━━━━━ EXCERPT

Implement a longest-match tokenizer
Company: Anthropic
Role: Software Engineer
Category: Coding & Algorithms
Difficulty: medium
Interview Round: Technical Screen
Quick Answer: This question evaluates string-processing and algorithmic implementation skills for greedy longest-match tokenization, including handling runs of unmatched characters and reducing unnecessary comparisons when the vocabulary is small.
Part 1: Implement greedy longest-match tokenizer
Constraints
- 0 <= len(text) <= 10^4
- 0 <= len(vocab) <= 10^3
- All vocabulary keys are unique, non-empty strings
- Token IDs are integers
Examples
Input: ({'a': 1, 'ab': 2, 'abc': 3, 'bc': 4}, 'abcabx')
Expected Output: [3, 2, -1]
Explanation: At index 0, 'abc' is the longest match. Then 'ab' matches at index 3. 'x' is unmatched.
Input: ({'cat': 10, 'c': 1, 'at': 2}, 'catat')
Expected Output: [10, 2]
Explanation: 'cat' is chosen over 'c' at the start because it is longer. Then 'at' matches.
Input: ({'ab': 1, 'aba': 2, 'ba': 3}, 'ababa')
Expected Output: [2, 3]
Explanation: 'aba' matches first, then 'ba' matches the remaining suffix.

━━━━━━━━━━
━━━━━ PROVIDED RECORDS

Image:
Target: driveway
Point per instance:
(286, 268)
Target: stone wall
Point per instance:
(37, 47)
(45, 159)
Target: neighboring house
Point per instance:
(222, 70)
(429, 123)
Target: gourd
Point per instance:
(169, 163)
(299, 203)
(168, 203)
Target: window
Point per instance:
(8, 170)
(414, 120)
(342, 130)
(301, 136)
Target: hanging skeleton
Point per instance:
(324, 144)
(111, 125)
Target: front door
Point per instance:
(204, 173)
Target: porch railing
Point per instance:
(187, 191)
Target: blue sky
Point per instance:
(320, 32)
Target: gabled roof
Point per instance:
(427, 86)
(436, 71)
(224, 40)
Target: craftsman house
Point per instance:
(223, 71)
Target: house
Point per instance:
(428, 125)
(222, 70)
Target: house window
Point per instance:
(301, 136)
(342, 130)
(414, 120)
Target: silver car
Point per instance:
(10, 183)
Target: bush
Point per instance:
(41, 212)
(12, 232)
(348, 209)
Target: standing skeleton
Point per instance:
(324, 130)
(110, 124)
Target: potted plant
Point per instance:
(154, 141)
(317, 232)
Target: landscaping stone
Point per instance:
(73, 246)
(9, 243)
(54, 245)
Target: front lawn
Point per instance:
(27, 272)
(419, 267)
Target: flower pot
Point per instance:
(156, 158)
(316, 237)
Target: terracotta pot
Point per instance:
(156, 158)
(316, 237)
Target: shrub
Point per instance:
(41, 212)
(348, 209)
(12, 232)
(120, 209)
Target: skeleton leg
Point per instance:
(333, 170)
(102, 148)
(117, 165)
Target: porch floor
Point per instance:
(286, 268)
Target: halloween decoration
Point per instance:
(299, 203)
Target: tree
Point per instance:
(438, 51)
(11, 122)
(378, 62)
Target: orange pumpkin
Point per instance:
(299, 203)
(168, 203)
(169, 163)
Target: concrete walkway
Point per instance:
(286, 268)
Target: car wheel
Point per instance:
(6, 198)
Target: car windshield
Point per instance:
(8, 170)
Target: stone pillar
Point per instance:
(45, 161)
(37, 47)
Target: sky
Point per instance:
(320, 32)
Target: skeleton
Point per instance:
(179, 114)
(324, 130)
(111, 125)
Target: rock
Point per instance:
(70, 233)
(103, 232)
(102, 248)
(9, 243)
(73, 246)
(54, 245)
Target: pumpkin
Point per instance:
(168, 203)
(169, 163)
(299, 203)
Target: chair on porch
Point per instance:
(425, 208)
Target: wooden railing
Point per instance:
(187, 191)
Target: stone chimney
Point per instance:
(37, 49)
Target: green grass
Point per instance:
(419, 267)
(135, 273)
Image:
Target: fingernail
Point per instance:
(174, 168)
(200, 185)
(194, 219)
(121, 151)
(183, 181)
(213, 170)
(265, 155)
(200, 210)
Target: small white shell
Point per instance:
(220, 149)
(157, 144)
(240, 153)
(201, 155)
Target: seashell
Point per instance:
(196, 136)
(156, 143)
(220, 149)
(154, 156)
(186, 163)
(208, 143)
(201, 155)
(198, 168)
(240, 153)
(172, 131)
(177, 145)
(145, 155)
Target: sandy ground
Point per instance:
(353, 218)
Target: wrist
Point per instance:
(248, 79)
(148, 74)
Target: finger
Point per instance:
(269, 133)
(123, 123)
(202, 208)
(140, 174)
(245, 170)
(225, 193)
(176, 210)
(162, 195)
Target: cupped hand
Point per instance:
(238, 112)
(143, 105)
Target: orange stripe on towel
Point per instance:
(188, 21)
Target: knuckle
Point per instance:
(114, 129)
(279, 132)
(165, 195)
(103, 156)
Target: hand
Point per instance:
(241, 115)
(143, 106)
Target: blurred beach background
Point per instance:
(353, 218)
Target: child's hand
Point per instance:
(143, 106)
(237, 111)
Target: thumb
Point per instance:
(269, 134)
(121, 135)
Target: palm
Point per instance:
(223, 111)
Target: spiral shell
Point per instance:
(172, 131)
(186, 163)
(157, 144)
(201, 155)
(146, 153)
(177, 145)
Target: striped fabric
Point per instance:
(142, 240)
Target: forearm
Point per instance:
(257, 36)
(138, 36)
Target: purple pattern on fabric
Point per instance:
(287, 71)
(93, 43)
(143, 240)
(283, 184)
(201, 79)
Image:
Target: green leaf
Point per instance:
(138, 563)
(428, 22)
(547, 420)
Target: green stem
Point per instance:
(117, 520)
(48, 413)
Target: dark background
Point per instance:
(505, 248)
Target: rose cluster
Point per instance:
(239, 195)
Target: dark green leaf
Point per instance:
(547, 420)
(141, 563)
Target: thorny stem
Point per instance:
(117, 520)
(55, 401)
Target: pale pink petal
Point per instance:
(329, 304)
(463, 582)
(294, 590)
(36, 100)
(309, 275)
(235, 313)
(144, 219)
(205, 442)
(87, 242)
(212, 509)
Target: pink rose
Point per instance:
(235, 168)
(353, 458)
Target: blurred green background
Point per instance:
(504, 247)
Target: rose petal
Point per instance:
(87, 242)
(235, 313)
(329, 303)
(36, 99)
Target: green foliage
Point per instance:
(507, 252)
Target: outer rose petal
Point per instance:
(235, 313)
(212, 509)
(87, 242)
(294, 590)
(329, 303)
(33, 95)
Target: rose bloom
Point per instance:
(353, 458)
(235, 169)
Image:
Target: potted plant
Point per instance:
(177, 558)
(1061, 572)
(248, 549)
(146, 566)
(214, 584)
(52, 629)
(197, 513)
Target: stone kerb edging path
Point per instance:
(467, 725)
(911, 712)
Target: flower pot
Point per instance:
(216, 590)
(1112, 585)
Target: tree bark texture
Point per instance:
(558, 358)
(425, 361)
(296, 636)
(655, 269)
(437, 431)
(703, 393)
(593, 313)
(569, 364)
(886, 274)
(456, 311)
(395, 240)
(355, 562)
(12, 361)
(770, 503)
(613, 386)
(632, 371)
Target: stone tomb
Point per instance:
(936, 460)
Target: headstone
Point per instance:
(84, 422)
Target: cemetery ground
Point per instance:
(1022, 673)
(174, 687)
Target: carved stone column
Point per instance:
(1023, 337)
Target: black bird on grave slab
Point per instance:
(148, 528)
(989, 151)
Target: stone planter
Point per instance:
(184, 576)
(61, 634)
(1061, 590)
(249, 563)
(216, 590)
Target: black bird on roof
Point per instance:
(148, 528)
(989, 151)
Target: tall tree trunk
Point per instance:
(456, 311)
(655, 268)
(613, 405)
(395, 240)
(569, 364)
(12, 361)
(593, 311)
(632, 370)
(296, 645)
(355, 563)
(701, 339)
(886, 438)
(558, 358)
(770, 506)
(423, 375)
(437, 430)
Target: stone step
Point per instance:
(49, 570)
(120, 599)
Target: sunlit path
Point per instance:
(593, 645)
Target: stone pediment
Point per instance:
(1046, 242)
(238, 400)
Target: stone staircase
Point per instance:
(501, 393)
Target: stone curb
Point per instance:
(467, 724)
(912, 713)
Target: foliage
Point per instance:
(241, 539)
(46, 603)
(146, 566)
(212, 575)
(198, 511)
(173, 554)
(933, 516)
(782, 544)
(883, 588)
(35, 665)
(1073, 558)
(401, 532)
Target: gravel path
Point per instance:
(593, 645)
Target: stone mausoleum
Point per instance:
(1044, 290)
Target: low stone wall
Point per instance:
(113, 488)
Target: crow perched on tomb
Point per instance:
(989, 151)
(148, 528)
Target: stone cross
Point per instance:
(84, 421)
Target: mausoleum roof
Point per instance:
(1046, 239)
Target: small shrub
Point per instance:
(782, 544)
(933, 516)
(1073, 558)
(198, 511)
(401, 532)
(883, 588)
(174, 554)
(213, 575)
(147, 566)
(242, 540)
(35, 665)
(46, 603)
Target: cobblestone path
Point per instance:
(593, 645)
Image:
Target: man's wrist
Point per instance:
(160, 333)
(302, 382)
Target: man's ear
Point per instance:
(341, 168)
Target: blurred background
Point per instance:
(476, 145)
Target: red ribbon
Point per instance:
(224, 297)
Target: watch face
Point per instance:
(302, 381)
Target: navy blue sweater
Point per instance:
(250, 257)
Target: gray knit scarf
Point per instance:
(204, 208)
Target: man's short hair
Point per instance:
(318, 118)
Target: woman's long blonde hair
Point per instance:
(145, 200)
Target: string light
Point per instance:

━━━━━━━━━━

* WORK TASK A
Reproduce the part of the tokenizer page that opens with the words "Expected Output: [3, 2, -1]" and closes with "the remaining suffix.".
* WORK TASK B
List every constraint given on the tokenizer page.
* WORK TASK C
According to the tokenizer page, which interview round is this question from?

* WRITTEN RESPONSE A
Expected Output: [3, 2, -1]
Explanation: At index 0, 'abc' is the longest match. Then 'ab' matches at index 3. 'x' is unmatched.
Input: ({'cat': 10, 'c': 1, 'at': 2}, 'catat')
Expected Output: [10, 2]
Explanation: 'cat' is chosen over 'c' at the start because it is longer. Then 'at' matches.
Input: ({'ab': 1, 'aba': 2, 'ba': 3}, 'ababa')
Expected Output: [2, 3]
Explanation: 'aba' matches first, then 'ba' matches the remaining suffix.

* WRITTEN RESPONSE B
- 0 <= len(text) <= 10^4
- 0 <= len(vocab) <= 10^3
- All vocabulary keys are unique, non-empty strings
- Token IDs are integers

* WRITTEN RESPONSE C
The Technical Screen.